- _How to complete this task_
The records that follow are to be repeated exactly, with no pictures carried over.

(Working data Opens)

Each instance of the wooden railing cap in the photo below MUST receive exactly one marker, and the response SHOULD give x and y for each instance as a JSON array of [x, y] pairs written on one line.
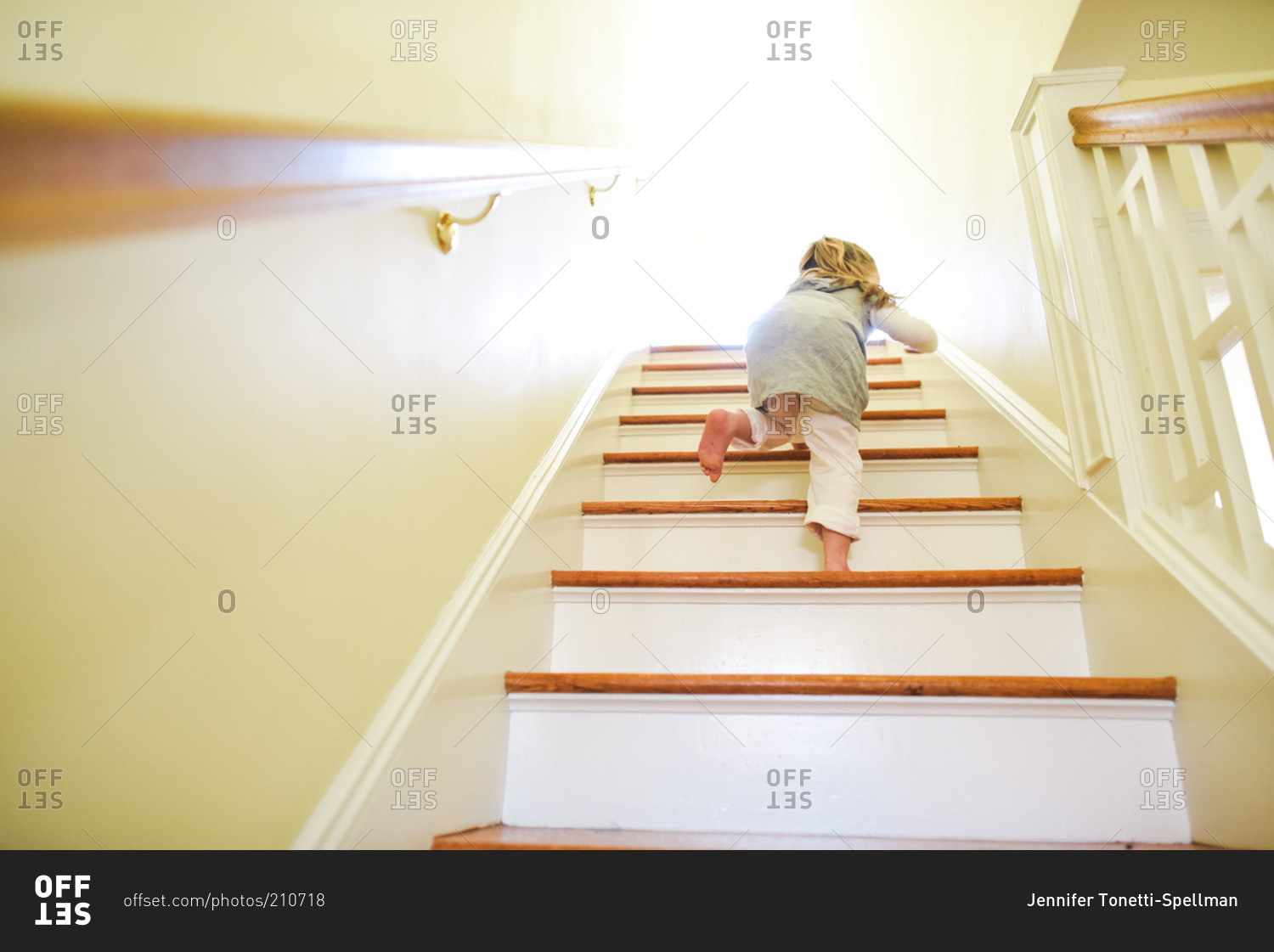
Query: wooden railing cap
[[1232, 114]]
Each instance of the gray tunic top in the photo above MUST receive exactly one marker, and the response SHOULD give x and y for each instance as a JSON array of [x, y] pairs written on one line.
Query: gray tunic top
[[815, 341]]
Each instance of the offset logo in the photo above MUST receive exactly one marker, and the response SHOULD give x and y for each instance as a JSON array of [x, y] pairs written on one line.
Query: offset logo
[[56, 887]]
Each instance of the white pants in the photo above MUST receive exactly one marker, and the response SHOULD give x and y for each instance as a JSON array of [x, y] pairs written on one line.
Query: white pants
[[835, 464]]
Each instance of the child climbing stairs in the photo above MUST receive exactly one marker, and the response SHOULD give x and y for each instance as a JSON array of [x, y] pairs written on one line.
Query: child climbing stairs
[[707, 689]]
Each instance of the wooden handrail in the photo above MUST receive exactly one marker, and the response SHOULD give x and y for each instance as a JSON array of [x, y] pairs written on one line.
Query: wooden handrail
[[74, 171], [1235, 114]]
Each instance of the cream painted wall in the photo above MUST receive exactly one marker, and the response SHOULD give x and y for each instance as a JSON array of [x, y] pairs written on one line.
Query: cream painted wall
[[228, 420], [240, 443], [1217, 37], [555, 70], [792, 158]]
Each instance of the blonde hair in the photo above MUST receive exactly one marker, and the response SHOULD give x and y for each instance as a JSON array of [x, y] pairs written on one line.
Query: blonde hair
[[848, 265]]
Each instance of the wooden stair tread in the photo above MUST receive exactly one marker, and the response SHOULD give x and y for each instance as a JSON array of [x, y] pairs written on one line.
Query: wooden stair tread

(Working data Closes)

- _Task solution_
Each instance of the wooden railing cap in the photo below MUST receive exactly one marker, and the response SHOULD give x and y for each instance as a JSON array of [x, y] pairs written on one line.
Query: wooden railing cap
[[1232, 114]]
Each instance of the gray tunic top in the photo above MUST receive exactly one marker, and the response SHOULD give x and y for each instance as a JSON array of [x, y] pairs written on one line.
Query: gray tunic top
[[815, 341]]
Each instance of the offset logo in the photo above MUST receive exactly one marker, and the response SHOULD give x and y for each instance as a JSON array of [x, y] pairs written on one line.
Query: offset logo
[[56, 887]]
Each instance of the white pants in the photo above MUST receive exactly one marker, and the response SHOULD give x and y for each instance as a JSON array of [x, y] pairs written on one line.
Query: white pants
[[835, 464]]
Each instance of the child climbing stairs in the photo above MUST receive exactly one marker, and the response SHOULD give x and y for each instance as a JSON array of [x, y] pairs written on one line.
Query: child climbing stairs
[[707, 689]]
Each instance of the wooden handrail in the photo above MUST receive exactly one marker, and the response SHOULD give x and y for each instance as a JSON array of [x, y] pairs written on one line.
Query: wooden handrail
[[74, 171], [1235, 114]]
Each instance of the cream painted wall in the photo above MUST receive exactly one marker, and the response SHOULD give x and y for each instance as a JSON array of [x, y] pairs written on one line.
Query: cream painted wall
[[228, 420], [240, 443], [1217, 37], [555, 70], [792, 158]]
Each instance of the blonde hair in the photo above MUST receive exactly one marker, and the response SHOULD give x and y for each instance as a JSON array of [x, y] pairs written on one line.
Query: blonde hair
[[848, 265]]
Each instance of the wooden stair tread in the photo above MUST receive exactly one marker, and the response SHOULD give x and y for each instance as a JSON array of [x, y] pairs written on one line.
Query: wooden stair tread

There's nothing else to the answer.